* [What is being asked]: Copy word for word the lines of the records, starting at the line that contains "Where can the plaid" and ending at the last line of the records.
* Begin Dataset content *
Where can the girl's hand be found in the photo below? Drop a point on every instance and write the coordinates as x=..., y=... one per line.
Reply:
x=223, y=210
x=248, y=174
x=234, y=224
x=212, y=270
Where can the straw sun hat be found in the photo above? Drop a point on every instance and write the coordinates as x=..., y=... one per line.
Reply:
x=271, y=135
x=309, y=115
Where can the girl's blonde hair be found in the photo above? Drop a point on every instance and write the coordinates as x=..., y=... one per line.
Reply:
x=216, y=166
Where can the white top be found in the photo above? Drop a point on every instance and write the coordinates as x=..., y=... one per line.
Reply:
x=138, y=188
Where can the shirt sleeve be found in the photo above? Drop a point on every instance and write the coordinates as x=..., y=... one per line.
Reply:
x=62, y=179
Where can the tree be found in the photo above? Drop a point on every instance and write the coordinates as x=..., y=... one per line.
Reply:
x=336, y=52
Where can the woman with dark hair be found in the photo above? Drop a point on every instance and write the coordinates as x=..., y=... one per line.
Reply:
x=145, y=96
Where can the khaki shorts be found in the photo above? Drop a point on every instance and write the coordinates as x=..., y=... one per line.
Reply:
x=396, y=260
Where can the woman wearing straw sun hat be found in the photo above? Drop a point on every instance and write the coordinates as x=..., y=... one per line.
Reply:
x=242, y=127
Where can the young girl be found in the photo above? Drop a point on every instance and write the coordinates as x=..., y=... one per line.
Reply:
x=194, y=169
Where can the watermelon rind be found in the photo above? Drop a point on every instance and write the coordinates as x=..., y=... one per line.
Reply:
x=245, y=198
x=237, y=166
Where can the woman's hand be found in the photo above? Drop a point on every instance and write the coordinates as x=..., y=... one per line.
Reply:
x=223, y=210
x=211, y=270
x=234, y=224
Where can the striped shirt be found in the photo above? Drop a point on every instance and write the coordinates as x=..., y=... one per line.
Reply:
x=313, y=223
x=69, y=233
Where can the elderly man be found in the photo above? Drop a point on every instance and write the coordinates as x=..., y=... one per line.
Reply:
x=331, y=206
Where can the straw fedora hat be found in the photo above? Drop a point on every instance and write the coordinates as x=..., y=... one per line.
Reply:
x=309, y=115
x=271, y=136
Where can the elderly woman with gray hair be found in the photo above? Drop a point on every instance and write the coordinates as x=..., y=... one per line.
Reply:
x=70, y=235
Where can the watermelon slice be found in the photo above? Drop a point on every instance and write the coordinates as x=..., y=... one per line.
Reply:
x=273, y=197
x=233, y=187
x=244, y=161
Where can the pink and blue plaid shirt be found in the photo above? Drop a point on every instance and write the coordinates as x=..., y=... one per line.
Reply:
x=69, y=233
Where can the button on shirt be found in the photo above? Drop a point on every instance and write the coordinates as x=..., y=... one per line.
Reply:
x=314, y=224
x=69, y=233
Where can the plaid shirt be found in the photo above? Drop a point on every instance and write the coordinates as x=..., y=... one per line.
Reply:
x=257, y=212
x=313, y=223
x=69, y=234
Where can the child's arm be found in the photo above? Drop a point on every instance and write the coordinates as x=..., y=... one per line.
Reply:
* End Dataset content *
* [Output for this task]:
Where can the plaid shirt be found in the photo above? Drop a point on every instance and write the coordinates as x=..., y=... one per line.
Reply:
x=257, y=212
x=313, y=223
x=69, y=234
Where can the child's arm be found in the photo above? Drop a point on every instance and write the coordinates as x=..., y=... one per line.
Reply:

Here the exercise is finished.